▶ Aim of the exercise: The expected answer is all of the entries, written out exactly.

▶ Exercise materials:
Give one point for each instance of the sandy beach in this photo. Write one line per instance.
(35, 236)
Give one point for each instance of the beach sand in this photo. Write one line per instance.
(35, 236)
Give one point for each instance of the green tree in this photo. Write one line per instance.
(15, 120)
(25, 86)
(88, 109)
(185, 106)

▶ Exercise result:
Give one point for each instance of the sandy beach in this photo. Write one line per instance.
(35, 236)
Give one point for each instance of the beach sand in this photo. Write one line per instance.
(35, 236)
Give one point for each instance of the green tree in this photo. Write one line per instance.
(15, 120)
(25, 86)
(88, 109)
(185, 106)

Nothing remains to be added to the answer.